[A run of records]

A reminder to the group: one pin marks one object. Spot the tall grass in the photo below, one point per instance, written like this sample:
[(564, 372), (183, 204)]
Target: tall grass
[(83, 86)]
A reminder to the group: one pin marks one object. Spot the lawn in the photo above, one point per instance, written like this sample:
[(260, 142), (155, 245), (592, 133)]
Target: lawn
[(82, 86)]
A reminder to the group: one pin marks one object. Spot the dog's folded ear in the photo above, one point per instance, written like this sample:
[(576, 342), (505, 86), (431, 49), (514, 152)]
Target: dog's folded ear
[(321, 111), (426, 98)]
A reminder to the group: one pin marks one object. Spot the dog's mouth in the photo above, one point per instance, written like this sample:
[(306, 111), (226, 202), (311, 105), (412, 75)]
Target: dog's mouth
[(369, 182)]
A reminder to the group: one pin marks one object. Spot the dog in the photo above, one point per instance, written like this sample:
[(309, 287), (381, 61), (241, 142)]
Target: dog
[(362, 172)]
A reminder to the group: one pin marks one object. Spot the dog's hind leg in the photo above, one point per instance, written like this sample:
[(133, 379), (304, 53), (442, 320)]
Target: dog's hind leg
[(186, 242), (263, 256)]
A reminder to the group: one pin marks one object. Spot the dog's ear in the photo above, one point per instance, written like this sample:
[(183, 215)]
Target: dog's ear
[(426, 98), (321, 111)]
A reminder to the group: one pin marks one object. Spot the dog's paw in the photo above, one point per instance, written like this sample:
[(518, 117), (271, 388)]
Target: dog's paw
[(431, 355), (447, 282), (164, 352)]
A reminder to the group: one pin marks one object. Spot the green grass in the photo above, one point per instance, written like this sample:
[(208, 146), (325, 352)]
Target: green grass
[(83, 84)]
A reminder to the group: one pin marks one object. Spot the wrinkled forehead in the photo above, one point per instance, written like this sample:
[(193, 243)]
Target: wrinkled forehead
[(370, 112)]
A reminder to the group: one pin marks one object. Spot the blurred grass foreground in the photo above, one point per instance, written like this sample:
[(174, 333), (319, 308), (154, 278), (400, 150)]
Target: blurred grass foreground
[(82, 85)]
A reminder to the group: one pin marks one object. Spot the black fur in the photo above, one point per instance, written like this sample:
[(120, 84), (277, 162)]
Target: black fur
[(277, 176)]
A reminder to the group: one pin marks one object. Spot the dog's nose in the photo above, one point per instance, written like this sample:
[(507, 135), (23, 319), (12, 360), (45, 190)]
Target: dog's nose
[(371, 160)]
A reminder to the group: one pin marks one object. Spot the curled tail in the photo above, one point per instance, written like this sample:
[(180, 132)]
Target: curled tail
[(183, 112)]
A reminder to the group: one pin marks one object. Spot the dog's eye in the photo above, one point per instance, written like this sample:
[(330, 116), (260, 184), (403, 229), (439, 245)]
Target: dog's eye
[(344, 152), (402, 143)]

Task requirements >> Write out all of the records once more, exactly.

Written answer >>
A reminder to the group: one pin marks one object. Spot the tall grass in the photo below, one point per instance, written like this sample:
[(564, 372), (183, 204)]
Target: tall grass
[(83, 86)]
A reminder to the group: one pin marks one object. Spot the lawn in the photo above, one point per instance, written like this sample:
[(260, 142), (155, 245), (592, 133)]
Target: lawn
[(82, 86)]
A reminder to the group: one pin marks one object. Spot the dog's folded ear in the photo above, one point per instance, written like this sample:
[(576, 342), (505, 86), (431, 49), (514, 152)]
Target: dog's folded ear
[(321, 111), (426, 98)]
A reminder to the group: one pin marks one object. Spot the dog's mouth in the photo above, one point per instance, written like this sample:
[(306, 111), (226, 202), (311, 105), (412, 75)]
Target: dog's mouth
[(369, 182)]
A reminder to the group: one pin marks one object. Spot the dog in the photo above, one point per instance, written like this sample:
[(309, 287), (381, 61), (241, 142)]
Target: dog
[(362, 172)]
A reminder to the group: one pin marks one object. Spot the dog's hind leg in the photo above, one point per instance, written like this sample:
[(133, 379), (304, 53), (442, 320)]
Target: dog's hind leg
[(186, 242), (263, 256)]
A reminder to the group: one pin marks one object. Spot the dog's ear in the photo above, one point per instance, written like this sample:
[(183, 215)]
Target: dog's ear
[(426, 98), (321, 111)]
A reminder to the group: one pin marks one object. Spot the dog's paw in the photo above, one point per instance, written like this sample:
[(518, 117), (271, 388)]
Target: dog's paw
[(431, 355), (447, 282), (164, 352)]
A reminder to the group: one pin marks one object. Spot the green grass in the photo above, one point per instance, written like this sample:
[(208, 146), (325, 352)]
Target: green grass
[(83, 84)]
A reminder to the group: one pin marks one object. Spot the wrinkled forehead in the photo above, one point per instance, written like this sample:
[(193, 243)]
Target: wrinkled forehead
[(370, 112)]
A reminder to the group: one pin marks one object. Spot the blurred grass foreground in the photo above, one point per instance, written like this sample:
[(174, 333), (319, 308), (154, 278), (400, 150)]
Target: blurred grass foreground
[(82, 85)]
A reminder to the group: one pin marks one object. Spot the black fur in the photo above, one point per instance, written like this sample:
[(120, 84), (277, 162)]
Target: black fur
[(277, 176)]
A reminder to the group: one pin marks one object. Spot the dog's nose in the photo above, one point per instance, written like this sample:
[(507, 135), (23, 319), (12, 360), (45, 190)]
Target: dog's nose
[(371, 160)]
A reminder to the group: one pin marks one object. Spot the curled tail in the photo above, one point per instance, written like this sample:
[(180, 132)]
Target: curled tail
[(183, 112)]
A reminder to the group: one pin marks one object. Spot the dog's eye in the photo above, one point per instance, written like this sample:
[(330, 116), (260, 184), (403, 229), (439, 245)]
Target: dog's eye
[(344, 152), (402, 143)]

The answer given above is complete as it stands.